--- start of Items ---

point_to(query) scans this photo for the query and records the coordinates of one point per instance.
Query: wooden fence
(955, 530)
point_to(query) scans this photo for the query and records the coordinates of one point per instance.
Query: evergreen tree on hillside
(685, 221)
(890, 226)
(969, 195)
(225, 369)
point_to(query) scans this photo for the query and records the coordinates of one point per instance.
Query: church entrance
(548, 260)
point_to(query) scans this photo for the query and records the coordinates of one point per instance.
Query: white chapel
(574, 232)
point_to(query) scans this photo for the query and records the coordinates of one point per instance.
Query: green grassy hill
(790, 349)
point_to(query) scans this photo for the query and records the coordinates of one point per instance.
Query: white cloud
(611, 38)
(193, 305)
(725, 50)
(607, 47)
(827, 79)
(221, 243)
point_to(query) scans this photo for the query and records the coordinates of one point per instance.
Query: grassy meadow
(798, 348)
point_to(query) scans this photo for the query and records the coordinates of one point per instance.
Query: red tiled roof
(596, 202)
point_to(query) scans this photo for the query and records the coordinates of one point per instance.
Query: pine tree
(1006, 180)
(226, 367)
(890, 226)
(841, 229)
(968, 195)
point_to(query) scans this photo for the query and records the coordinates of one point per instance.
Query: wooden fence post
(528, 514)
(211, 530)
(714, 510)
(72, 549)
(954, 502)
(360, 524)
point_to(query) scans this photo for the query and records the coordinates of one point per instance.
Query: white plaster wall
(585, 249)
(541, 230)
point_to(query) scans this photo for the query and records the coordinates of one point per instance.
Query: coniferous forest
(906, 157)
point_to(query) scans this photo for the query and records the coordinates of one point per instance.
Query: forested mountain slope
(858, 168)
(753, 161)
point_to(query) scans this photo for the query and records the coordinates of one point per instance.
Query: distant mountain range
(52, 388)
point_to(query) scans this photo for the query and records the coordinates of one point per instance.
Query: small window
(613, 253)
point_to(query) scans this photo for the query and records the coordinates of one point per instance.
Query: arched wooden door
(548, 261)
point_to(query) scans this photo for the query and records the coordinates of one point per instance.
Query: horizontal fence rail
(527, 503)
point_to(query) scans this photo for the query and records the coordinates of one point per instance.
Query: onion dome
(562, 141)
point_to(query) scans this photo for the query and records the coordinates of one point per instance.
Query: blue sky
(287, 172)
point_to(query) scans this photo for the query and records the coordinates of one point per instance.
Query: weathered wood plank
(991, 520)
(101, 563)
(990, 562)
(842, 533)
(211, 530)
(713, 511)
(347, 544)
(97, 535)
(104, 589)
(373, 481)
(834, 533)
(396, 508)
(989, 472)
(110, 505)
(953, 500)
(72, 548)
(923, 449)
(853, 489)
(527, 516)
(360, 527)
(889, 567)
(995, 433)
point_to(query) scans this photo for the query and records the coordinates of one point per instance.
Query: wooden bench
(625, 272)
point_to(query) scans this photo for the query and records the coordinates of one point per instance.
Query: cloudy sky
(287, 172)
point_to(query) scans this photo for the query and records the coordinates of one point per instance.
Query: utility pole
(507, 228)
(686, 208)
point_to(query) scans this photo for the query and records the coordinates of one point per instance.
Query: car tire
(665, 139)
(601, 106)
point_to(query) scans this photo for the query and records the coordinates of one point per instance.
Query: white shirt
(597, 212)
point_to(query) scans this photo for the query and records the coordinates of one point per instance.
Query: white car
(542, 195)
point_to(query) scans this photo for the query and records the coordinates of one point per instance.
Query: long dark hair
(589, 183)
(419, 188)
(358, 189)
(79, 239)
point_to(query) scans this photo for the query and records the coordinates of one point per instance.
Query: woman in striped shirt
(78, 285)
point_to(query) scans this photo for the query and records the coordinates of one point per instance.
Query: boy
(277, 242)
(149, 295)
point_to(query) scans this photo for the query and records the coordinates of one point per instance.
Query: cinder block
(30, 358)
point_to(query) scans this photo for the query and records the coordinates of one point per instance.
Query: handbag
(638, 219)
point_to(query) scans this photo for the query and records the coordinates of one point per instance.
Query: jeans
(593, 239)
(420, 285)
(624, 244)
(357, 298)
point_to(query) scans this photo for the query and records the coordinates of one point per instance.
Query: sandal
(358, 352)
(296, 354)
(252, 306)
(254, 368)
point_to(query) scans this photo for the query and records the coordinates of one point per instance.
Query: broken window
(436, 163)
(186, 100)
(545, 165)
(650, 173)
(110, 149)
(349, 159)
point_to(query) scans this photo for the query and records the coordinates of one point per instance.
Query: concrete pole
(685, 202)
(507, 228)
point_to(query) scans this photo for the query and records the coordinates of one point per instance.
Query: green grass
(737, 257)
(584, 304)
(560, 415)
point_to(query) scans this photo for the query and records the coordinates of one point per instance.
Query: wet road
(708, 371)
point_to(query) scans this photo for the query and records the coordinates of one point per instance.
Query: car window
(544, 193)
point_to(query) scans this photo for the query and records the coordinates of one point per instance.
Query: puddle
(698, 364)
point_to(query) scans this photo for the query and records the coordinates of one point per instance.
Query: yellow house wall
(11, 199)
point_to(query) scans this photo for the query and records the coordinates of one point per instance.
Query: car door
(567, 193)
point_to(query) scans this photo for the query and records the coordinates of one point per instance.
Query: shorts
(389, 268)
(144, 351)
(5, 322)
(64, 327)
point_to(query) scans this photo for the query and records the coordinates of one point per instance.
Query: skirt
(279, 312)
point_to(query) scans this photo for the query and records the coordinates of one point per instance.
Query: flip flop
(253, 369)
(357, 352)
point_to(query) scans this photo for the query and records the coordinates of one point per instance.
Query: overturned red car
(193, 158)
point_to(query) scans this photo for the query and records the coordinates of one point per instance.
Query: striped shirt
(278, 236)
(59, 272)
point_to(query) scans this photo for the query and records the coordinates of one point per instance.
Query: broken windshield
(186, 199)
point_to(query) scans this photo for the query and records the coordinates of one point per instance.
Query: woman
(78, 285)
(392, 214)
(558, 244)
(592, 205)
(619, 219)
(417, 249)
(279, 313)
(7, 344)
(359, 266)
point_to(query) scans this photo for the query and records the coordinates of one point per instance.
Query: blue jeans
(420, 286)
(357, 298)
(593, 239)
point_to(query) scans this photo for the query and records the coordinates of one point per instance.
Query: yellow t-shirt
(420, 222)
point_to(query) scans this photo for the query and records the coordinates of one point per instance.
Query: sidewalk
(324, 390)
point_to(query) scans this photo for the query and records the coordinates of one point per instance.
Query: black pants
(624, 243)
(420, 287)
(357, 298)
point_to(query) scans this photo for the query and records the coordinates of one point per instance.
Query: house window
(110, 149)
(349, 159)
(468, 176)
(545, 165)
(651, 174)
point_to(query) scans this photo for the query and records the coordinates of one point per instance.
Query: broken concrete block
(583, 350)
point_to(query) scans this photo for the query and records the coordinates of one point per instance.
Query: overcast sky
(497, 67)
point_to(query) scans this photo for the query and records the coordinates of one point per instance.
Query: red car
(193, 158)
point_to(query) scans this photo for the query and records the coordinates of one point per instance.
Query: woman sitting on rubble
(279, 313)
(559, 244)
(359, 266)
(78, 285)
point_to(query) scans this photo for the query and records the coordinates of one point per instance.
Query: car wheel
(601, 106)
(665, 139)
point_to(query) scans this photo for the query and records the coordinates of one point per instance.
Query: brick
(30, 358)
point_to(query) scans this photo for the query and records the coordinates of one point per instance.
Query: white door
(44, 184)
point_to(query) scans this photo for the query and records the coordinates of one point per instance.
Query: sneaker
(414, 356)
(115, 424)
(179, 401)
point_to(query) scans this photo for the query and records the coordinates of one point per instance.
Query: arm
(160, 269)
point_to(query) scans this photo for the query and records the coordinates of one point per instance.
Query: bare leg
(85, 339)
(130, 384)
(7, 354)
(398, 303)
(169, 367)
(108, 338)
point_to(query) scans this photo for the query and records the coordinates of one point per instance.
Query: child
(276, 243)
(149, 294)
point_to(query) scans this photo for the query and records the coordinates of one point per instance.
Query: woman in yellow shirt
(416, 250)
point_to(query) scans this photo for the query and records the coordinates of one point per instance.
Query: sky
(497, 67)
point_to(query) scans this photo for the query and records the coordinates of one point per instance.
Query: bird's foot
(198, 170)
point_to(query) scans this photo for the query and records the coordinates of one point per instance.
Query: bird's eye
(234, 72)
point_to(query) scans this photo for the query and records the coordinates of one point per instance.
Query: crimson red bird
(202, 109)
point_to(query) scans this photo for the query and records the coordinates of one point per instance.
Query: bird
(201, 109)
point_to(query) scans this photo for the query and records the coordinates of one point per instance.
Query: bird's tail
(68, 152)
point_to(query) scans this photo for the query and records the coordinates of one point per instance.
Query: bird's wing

--- end of Items ---

_Task description_.
Pull out every line of the listing that contains the string "bird", matching case exactly, and copy those lines unchanged.

_Task answer_.
Query: bird's foot
Query: bird's eye
Query: crimson red bird
Query: bird
Query: bird's tail
Query: bird's wing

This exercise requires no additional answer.